--- EXTRACT ---
# # # # # # #
Dr Rosie Bosworth delves into a comprehensive report from the BusinessNZ Energy Council. It creates two clear energy scenarios for our future, but which path will we take?

Rapidly changing energy needs, emerging technologies and an uncertain energy future are taking NZ and the rest of the world by storm. With energy related headlines peppering the global media on a daily basis, it is unsurprising that energy security, efficiency and sustainability are becoming an ever increasing area of focus for countries worldwide.

Dr Rosie Bosworth
Dr Rosie Bosworth

New Zealand holds an enviable position internationally in terms of its renewable energy production and consumption, being one of the few countries to achieve eighty per cent renewable electricity generation (in 2014). However, it would be naive to think that this will continue to afford us energy security immunity in the long term.

Business NZ Energy Council (BEC) chair, Hon. David Caygill, thinks so too. "New Zealand, like the rest of the world, is facing rapidly changing energy needs, emerging technologies and an uncertain energy future. It needs to make choices on the nature of our economy and society, and how to meet our associated energy needs."

Accordingly last week, in an attempt to address and plan for New Zealand's energy future, the BEC launched a report, New Zealand Energy Scenarios: Navigating Energy Futures to 2050, in conjunction with organisations from business, academia, government and non government. The BEC is the New Zealand Member Committee of the World Energy Council (WEC) consisting of NZ organisations working for a sustainable energy future. The report outlines two different scenarios - Kayak and Waka - of what New Zealand's energy future could look like over the next 35 years.


While based on the World Energy Council's (WEC) framework, it considers the need to balance energy security, energy equity and environmental sustainability (AKA the Energy Trilemma) and has been tailored to accommodate NZ's unique energy profile.
The "Kayak" scenario is founded on symbolic characteristics of the kayak such as individualism and speed. In contrast, "Waka" is said to be characterised by the collective greater good and interdependence and harmony.

At the heart of Kayak is an energy future where markets, not governments, drive supply chain decisions and innovation. In a Kayak future the premise is that a global deal on climate change has been agreed, yet international commitments on reducing emissions are weak. In this context, business and consumers make informed decisions in their own interests based on price, supply and quality.

Accordingly, the New Zealand government remains hands-off with respect to national energy production and consumption and the sustainability thereof. Instead it focuses on facilitating the domestic energy markets by establishing strong competitive frameworks relying on the pursuit of least cost energy supply. There is no support for low-carbon technologies apart from a modest carbon price, and development of technology within global energy markets. Nonetheless, energy efficiency improvements from technologies, such as those that help manage consumers' consumption and costs, results in a 25% reduction in energy consumption by 2050.
# # # # # # #
--- LISTED RECORDS ---
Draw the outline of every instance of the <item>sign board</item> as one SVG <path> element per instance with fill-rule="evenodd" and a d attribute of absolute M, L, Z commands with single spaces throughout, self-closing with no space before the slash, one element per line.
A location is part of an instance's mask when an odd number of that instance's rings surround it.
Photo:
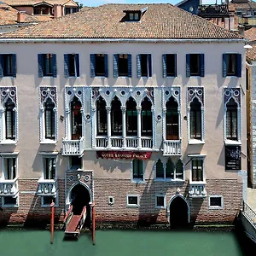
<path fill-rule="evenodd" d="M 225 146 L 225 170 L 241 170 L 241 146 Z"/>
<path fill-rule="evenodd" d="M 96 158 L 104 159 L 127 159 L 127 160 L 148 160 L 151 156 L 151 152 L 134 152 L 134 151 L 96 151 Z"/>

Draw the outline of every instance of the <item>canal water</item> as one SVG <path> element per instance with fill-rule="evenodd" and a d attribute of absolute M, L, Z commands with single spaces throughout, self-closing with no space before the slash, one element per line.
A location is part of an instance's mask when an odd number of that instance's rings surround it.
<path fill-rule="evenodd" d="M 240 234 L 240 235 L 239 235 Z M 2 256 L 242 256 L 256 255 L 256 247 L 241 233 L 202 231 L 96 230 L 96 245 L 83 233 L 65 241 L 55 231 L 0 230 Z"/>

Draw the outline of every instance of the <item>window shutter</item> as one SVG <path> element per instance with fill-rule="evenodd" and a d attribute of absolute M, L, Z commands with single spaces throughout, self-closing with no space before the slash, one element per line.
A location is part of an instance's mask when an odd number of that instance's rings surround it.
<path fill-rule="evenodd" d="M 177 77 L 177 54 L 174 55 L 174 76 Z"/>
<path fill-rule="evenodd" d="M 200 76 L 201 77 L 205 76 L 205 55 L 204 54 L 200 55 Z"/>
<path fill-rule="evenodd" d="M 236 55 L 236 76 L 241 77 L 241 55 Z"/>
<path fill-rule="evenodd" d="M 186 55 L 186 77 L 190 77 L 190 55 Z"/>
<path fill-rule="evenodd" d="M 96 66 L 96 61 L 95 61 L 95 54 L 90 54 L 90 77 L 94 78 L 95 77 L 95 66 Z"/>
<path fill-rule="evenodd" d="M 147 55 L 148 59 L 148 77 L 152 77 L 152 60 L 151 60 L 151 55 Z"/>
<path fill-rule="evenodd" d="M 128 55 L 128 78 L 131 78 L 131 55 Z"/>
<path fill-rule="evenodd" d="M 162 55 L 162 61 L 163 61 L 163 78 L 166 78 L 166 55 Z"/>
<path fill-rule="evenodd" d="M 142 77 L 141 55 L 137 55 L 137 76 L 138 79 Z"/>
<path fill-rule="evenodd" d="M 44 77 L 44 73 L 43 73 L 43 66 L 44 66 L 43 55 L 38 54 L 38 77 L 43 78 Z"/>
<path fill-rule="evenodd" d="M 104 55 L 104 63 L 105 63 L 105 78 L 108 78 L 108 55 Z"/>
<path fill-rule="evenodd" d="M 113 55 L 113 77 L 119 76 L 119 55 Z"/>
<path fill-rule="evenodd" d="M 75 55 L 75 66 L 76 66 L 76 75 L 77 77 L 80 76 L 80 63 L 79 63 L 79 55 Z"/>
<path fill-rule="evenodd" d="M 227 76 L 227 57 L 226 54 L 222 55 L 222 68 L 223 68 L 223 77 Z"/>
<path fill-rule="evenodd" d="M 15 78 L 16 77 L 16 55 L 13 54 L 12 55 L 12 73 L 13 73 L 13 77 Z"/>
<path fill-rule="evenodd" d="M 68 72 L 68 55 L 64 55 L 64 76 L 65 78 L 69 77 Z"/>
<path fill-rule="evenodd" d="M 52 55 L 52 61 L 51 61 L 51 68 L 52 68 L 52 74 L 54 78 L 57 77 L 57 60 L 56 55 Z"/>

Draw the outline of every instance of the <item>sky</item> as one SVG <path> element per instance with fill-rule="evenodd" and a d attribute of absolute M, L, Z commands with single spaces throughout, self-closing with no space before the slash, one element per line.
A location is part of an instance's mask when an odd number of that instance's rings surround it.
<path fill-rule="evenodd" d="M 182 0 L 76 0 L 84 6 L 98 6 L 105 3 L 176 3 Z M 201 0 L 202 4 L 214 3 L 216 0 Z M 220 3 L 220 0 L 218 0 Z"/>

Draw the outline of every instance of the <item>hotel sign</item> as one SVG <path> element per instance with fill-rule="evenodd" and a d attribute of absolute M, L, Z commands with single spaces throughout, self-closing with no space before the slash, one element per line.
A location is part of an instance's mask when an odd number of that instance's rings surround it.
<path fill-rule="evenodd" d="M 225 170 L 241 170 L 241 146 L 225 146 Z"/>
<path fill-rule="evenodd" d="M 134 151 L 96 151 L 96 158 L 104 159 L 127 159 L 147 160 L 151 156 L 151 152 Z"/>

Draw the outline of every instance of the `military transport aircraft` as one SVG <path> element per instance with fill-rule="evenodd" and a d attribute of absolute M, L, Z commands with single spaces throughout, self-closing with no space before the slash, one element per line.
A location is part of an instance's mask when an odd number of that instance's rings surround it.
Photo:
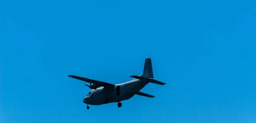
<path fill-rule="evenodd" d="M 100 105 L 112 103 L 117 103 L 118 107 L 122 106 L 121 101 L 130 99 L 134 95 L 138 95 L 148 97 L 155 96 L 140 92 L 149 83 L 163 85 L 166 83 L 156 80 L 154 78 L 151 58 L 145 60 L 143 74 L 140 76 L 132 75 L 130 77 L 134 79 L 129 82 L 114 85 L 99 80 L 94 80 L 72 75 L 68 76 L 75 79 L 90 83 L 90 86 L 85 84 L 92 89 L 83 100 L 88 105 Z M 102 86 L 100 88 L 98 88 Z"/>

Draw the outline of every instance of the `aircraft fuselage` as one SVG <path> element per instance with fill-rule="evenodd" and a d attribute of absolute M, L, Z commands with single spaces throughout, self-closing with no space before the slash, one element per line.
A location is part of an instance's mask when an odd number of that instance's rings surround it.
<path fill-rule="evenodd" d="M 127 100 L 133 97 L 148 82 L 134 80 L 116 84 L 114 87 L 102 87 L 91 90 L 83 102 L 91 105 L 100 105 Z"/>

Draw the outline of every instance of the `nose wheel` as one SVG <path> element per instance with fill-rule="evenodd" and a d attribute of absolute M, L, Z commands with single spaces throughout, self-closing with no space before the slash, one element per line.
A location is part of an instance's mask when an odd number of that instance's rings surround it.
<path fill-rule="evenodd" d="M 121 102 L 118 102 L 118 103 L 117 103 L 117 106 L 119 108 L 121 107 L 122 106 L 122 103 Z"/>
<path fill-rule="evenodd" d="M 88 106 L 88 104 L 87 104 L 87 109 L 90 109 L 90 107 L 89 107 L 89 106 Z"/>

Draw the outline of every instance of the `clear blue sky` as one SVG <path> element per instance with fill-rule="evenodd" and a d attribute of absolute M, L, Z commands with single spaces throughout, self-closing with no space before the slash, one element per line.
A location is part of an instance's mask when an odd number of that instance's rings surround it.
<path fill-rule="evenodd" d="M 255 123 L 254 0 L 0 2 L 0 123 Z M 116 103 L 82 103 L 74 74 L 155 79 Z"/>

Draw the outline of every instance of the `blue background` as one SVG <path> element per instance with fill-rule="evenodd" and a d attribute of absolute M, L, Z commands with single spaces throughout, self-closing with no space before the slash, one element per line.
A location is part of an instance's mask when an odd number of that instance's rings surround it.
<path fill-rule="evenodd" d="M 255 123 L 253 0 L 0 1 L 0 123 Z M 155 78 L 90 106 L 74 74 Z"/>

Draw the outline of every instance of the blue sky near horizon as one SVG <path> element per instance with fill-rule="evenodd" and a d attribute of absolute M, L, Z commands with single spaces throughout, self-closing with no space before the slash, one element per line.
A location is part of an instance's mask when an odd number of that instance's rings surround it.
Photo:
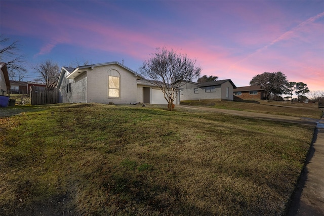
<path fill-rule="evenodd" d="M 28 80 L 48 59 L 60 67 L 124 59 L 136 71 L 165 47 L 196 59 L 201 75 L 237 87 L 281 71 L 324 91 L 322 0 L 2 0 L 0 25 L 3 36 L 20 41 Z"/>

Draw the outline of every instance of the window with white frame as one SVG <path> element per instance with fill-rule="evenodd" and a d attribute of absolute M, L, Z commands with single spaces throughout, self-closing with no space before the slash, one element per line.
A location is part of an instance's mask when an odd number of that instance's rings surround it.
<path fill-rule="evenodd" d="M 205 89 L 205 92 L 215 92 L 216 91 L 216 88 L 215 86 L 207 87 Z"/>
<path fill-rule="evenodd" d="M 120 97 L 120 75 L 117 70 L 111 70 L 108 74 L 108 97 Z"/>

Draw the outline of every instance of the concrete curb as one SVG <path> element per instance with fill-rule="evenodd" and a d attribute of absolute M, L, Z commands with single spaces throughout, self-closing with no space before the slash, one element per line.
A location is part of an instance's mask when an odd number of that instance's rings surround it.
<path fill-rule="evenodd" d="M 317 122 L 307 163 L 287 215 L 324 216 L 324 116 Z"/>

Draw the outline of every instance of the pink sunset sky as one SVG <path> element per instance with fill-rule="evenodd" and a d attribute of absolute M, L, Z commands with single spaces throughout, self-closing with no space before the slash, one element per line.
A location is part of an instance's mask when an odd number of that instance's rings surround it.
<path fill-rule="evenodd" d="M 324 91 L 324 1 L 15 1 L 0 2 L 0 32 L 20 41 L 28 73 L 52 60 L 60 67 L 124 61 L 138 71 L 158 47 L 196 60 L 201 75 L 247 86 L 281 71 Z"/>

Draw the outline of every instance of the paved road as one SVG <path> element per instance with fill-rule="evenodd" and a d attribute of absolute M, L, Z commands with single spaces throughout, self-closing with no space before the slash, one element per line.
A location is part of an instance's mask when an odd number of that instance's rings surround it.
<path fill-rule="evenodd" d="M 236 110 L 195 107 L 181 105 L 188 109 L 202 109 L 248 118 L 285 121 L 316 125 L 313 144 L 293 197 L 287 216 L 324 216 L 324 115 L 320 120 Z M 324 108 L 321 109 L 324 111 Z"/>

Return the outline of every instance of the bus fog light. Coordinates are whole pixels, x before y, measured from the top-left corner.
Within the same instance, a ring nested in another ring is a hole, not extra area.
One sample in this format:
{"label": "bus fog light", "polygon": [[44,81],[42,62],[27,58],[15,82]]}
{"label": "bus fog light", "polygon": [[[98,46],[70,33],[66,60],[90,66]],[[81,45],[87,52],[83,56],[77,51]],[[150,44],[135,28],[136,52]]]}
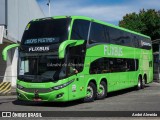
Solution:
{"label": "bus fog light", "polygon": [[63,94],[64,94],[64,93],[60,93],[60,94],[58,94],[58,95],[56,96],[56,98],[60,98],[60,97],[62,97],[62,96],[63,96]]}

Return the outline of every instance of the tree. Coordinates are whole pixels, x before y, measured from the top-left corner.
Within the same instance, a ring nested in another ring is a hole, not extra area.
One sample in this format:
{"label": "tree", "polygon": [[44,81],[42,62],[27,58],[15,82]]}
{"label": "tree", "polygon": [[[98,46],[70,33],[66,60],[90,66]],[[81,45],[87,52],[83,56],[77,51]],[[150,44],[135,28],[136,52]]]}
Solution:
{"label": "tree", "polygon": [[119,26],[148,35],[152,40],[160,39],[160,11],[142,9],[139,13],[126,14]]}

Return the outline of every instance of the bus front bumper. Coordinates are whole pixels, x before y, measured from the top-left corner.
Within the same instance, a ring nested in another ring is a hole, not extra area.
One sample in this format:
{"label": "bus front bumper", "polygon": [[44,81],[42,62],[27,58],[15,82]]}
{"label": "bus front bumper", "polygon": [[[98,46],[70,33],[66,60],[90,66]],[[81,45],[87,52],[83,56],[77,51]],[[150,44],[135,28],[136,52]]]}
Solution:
# # # # # # #
--- WHAT THE EXERCISE ASKS ---
Reproduce word for word the passage of the energy scenarios article above, from "While based on" to "supply and quality.".

--- FINISHED EXERCISE ---
While based on the World Energy Council's (WEC) framework, it considers the need to balance energy security, energy equity and environmental sustainability (AKA the Energy Trilemma) and has been tailored to accommodate NZ's unique energy profile.
The "Kayak" scenario is founded on symbolic characteristics of the kayak such as individualism and speed. In contrast, "Waka" is said to be characterised by the collective greater good and interdependence and harmony.

At the heart of Kayak is an energy future where markets, not governments, drive supply chain decisions and innovation. In a Kayak future the premise is that a global deal on climate change has been agreed, yet international commitments on reducing emissions are weak. In this context, business and consumers make informed decisions in their own interests based on price, supply and quality.